─── EXCERPTED PASSAGE

Histopathology Samples

Samples for histology must be taken as soon as possible after death, but preferably from moribund animals, and fixed immediately, usually in 10% Neutral Buffered Formalin. Tissues should be placed in at least 10 times their volume of fixative i.e. one part tissue to ten parts fixative. The tissue can be kept in formalin for prolonged periods but they should be stored in such a way as to avoid any portion of the tissues remaining out of the fixative.

10% Neutral Buffered Formalin Recipe
Sodium phosphate, monobasic (NaH2PO4.H2O) 4g
Sodium phosphate, dibasic (Na2HPO4) 6.5g

Dissolve in 750ml of water, add 100ml of formaldehyde (37-40% HCHO), and make up to 1000ml with water

Please use this recipe referenced from J.A. Kiernan, ‘Histological and Histochemical Methods’, Theory and Practice, 4th edition

Use properly labelled pots where we are able to supply these if required before hand.

Fry can usually be fixed whole, without the need for dissection.

Fingerlings - The best approach is to remove an operculum, open the abdominal cavity, and move the viscera to allow proper penetration of fixative. Unless lesions are present, the tail posterior to the vent can usually be removed and discarded to save space. These fish can then be mailed whole without the need for dissection.

──────

#### [PROBLEM TO SOLVE]
Using the histopathology samples text above, answer each question below, numbering your answers to match.
1. What ratio of tissue to fixative does it call for?
2. In how much water are the sodium phosphates dissolved?
3. For fingerlings without lesions, what part of the fish can usually be removed and discarded?

─── EXCERPTED DATA

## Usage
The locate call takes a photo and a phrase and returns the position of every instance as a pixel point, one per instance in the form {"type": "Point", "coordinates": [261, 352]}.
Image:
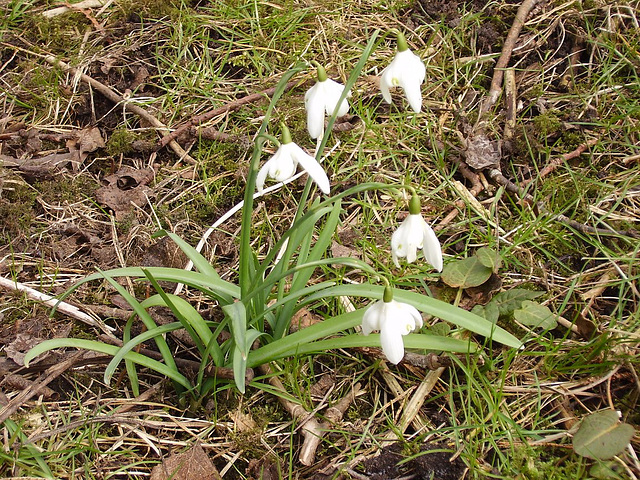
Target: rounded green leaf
{"type": "Point", "coordinates": [465, 273]}
{"type": "Point", "coordinates": [602, 436]}
{"type": "Point", "coordinates": [535, 315]}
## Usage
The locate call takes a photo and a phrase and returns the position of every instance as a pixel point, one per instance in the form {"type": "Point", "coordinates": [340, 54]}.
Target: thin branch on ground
{"type": "Point", "coordinates": [49, 376]}
{"type": "Point", "coordinates": [114, 97]}
{"type": "Point", "coordinates": [312, 429]}
{"type": "Point", "coordinates": [500, 179]}
{"type": "Point", "coordinates": [228, 107]}
{"type": "Point", "coordinates": [62, 307]}
{"type": "Point", "coordinates": [189, 365]}
{"type": "Point", "coordinates": [507, 49]}
{"type": "Point", "coordinates": [556, 162]}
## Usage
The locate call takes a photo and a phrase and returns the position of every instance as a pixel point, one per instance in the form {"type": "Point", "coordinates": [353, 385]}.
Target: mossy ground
{"type": "Point", "coordinates": [503, 413]}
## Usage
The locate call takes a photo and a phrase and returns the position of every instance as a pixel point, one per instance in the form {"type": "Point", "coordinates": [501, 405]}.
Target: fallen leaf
{"type": "Point", "coordinates": [125, 189]}
{"type": "Point", "coordinates": [243, 422]}
{"type": "Point", "coordinates": [482, 152]}
{"type": "Point", "coordinates": [189, 465]}
{"type": "Point", "coordinates": [39, 166]}
{"type": "Point", "coordinates": [303, 318]}
{"type": "Point", "coordinates": [23, 342]}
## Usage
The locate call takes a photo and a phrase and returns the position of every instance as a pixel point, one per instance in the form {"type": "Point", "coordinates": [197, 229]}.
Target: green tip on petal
{"type": "Point", "coordinates": [322, 74]}
{"type": "Point", "coordinates": [414, 204]}
{"type": "Point", "coordinates": [388, 294]}
{"type": "Point", "coordinates": [286, 134]}
{"type": "Point", "coordinates": [402, 41]}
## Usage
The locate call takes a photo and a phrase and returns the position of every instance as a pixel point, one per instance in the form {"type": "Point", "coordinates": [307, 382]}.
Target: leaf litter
{"type": "Point", "coordinates": [76, 235]}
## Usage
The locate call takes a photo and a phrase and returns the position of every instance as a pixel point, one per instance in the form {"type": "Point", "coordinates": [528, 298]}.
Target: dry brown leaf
{"type": "Point", "coordinates": [482, 152]}
{"type": "Point", "coordinates": [189, 465]}
{"type": "Point", "coordinates": [24, 342]}
{"type": "Point", "coordinates": [124, 189]}
{"type": "Point", "coordinates": [40, 166]}
{"type": "Point", "coordinates": [303, 318]}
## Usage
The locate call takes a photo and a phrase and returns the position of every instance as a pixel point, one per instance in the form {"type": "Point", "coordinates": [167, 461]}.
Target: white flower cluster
{"type": "Point", "coordinates": [393, 319]}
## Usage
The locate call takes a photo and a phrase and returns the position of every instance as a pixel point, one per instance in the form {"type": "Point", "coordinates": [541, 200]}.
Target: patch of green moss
{"type": "Point", "coordinates": [547, 124]}
{"type": "Point", "coordinates": [120, 142]}
{"type": "Point", "coordinates": [536, 464]}
{"type": "Point", "coordinates": [63, 189]}
{"type": "Point", "coordinates": [136, 10]}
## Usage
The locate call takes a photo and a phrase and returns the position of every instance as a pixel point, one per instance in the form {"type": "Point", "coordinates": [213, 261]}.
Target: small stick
{"type": "Point", "coordinates": [113, 96]}
{"type": "Point", "coordinates": [556, 162]}
{"type": "Point", "coordinates": [312, 429]}
{"type": "Point", "coordinates": [500, 179]}
{"type": "Point", "coordinates": [228, 107]}
{"type": "Point", "coordinates": [476, 188]}
{"type": "Point", "coordinates": [117, 99]}
{"type": "Point", "coordinates": [511, 92]}
{"type": "Point", "coordinates": [51, 374]}
{"type": "Point", "coordinates": [507, 49]}
{"type": "Point", "coordinates": [60, 306]}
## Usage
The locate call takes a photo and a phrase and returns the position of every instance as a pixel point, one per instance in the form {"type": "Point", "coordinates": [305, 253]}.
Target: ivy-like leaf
{"type": "Point", "coordinates": [602, 435]}
{"type": "Point", "coordinates": [535, 315]}
{"type": "Point", "coordinates": [511, 300]}
{"type": "Point", "coordinates": [465, 273]}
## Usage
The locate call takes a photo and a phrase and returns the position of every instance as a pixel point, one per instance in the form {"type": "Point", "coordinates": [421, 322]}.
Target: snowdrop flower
{"type": "Point", "coordinates": [323, 98]}
{"type": "Point", "coordinates": [393, 319]}
{"type": "Point", "coordinates": [406, 71]}
{"type": "Point", "coordinates": [282, 165]}
{"type": "Point", "coordinates": [415, 233]}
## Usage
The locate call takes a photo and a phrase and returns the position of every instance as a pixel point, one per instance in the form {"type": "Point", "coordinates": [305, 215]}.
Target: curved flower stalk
{"type": "Point", "coordinates": [394, 320]}
{"type": "Point", "coordinates": [406, 71]}
{"type": "Point", "coordinates": [322, 99]}
{"type": "Point", "coordinates": [415, 233]}
{"type": "Point", "coordinates": [282, 165]}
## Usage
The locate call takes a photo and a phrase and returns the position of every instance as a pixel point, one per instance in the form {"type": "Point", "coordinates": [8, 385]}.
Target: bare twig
{"type": "Point", "coordinates": [500, 179]}
{"type": "Point", "coordinates": [228, 107]}
{"type": "Point", "coordinates": [62, 307]}
{"type": "Point", "coordinates": [556, 162]}
{"type": "Point", "coordinates": [505, 56]}
{"type": "Point", "coordinates": [312, 429]}
{"type": "Point", "coordinates": [476, 188]}
{"type": "Point", "coordinates": [51, 374]}
{"type": "Point", "coordinates": [119, 100]}
{"type": "Point", "coordinates": [114, 97]}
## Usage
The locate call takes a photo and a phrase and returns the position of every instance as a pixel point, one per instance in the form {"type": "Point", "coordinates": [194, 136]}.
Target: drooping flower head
{"type": "Point", "coordinates": [393, 320]}
{"type": "Point", "coordinates": [414, 233]}
{"type": "Point", "coordinates": [323, 99]}
{"type": "Point", "coordinates": [405, 71]}
{"type": "Point", "coordinates": [282, 165]}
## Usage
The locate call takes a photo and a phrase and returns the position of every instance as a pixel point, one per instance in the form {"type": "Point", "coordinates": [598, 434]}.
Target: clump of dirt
{"type": "Point", "coordinates": [432, 462]}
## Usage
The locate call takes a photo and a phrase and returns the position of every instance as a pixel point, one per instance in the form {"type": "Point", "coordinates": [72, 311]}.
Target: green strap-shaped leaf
{"type": "Point", "coordinates": [112, 350]}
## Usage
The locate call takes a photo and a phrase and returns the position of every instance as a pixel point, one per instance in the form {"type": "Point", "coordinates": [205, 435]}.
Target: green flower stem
{"type": "Point", "coordinates": [322, 73]}
{"type": "Point", "coordinates": [246, 255]}
{"type": "Point", "coordinates": [401, 41]}
{"type": "Point", "coordinates": [286, 134]}
{"type": "Point", "coordinates": [414, 204]}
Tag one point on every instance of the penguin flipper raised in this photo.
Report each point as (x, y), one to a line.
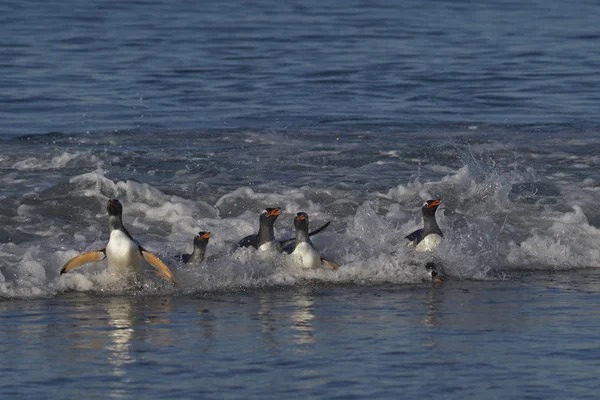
(84, 258)
(329, 264)
(290, 247)
(285, 243)
(163, 270)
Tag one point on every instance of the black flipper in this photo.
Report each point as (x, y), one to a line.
(285, 244)
(416, 236)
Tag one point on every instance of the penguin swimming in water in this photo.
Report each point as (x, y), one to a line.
(123, 253)
(428, 237)
(303, 249)
(265, 238)
(197, 256)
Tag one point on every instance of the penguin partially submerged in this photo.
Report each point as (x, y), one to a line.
(265, 238)
(123, 253)
(428, 237)
(197, 256)
(303, 249)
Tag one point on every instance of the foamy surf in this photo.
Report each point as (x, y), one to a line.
(495, 220)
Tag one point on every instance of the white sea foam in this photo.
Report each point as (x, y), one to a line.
(492, 220)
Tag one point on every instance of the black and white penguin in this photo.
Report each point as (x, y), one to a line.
(430, 236)
(123, 253)
(303, 249)
(197, 256)
(264, 240)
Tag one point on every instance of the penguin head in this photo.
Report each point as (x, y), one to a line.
(201, 239)
(114, 208)
(269, 214)
(430, 206)
(301, 221)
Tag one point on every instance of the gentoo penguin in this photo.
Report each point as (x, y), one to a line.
(430, 236)
(200, 242)
(303, 249)
(123, 253)
(265, 238)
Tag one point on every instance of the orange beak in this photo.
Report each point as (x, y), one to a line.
(435, 203)
(275, 212)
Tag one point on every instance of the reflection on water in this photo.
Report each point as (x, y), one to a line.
(302, 316)
(432, 304)
(120, 317)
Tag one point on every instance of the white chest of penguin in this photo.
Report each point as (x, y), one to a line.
(429, 242)
(307, 256)
(123, 254)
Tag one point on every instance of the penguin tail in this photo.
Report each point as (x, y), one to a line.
(329, 264)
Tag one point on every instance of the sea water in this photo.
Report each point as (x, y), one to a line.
(198, 116)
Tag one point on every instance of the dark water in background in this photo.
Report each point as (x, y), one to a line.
(197, 116)
(166, 66)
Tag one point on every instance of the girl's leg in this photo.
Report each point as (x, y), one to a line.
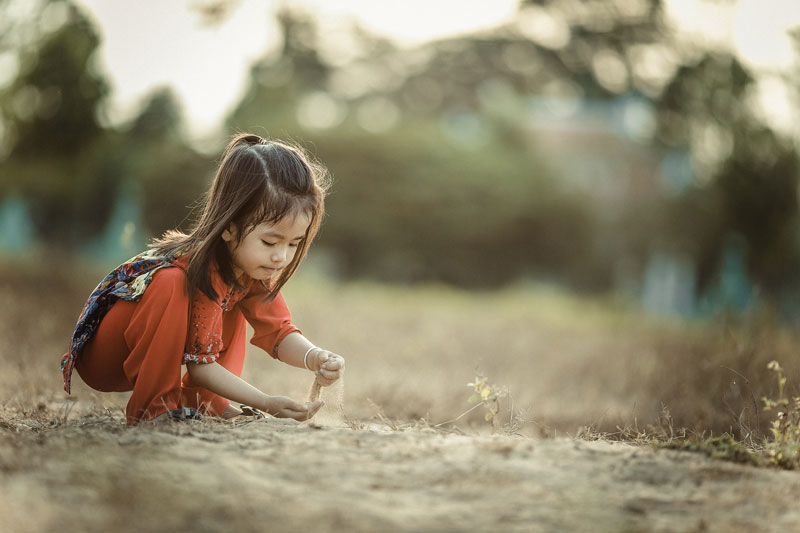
(139, 346)
(100, 364)
(234, 341)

──────

#### [RESULT]
1. One part tissue to ten parts fixative.
2. 750ml.
3. The tail posterior to the vent.